» **TEXT SHOWN**:
Insurance coverage for cyber-attack losses in the global energy market isn’t as clear-cut as the industry might hope.

A new market report from Willis Group Holdings concluded that companies face a tougher time accessing coverage for billon-dollar catastrophic events that cause physical loss or interrupt business practice.

That lack of options for catastrophic coverage is a cause for concern. Alistair Rivers, the Global Head of Natural Resources at Willis, noted as much in his introduction to the firm’s evaluation of the 2014 energy market: “Cyber-Attacks: Can The Market Respond?

“Alarmingly, this risk is currently excluded from most energy insurance policy forms,” Rivers wrote. “Although we can now detect the beginnings of a market for this critical risk, much more needs to be done to bring cyber, political violence and energy underwriting expertise together to forge a product that will truly meet the needs of this industry.”

» **ABOUT THIS TASK**: Switch "coverage" to "protection" throughout the passage of the cyber-insurance article starting at "A new market" and ending at "The Market Respond?", then give that passage. The lines after this point are not needed.

» **RECORDS**:
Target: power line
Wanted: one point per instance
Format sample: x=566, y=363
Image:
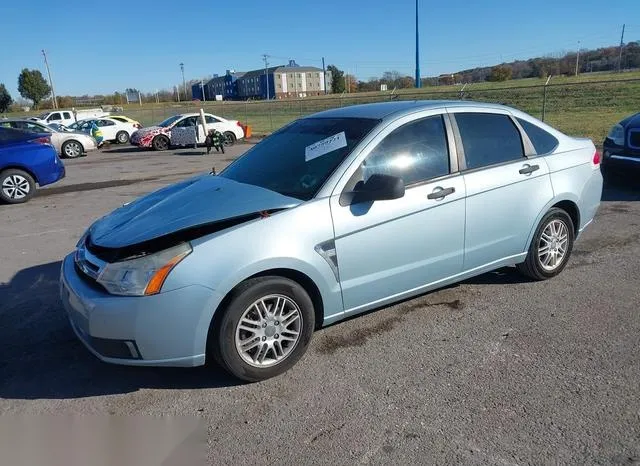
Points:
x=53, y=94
--
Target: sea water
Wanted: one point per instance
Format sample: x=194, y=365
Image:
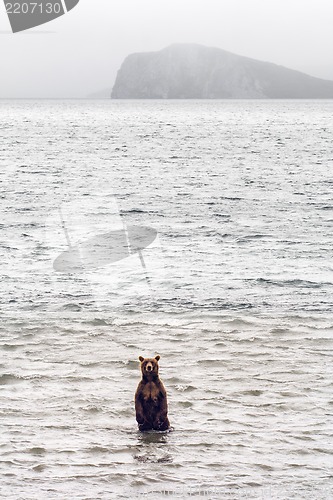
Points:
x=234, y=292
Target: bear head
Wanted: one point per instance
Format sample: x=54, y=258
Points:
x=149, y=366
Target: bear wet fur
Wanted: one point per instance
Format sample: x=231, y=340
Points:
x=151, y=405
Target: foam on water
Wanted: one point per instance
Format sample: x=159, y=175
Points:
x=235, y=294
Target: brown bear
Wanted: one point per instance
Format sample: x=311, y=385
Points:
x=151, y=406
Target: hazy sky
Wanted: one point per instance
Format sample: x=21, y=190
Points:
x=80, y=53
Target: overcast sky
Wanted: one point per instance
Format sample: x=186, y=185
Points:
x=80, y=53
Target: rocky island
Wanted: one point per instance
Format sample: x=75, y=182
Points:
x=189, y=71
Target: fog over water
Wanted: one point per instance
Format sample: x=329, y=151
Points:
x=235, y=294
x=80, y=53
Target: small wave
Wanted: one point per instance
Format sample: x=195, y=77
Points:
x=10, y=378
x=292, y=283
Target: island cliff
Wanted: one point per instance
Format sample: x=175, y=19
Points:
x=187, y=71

» **ANSWER SPACE**:
A new market report from Willis Group Holdings concluded that companies face a tougher time accessing protection for billon-dollar catastrophic events that cause physical loss or interrupt business practice.

That lack of options for catastrophic protection is a cause for concern. Alistair Rivers, the Global Head of Natural Resources at Willis, noted as much in his introduction to the firm’s evaluation of the 2014 energy market: “Cyber-Attacks: Can The Market Respond?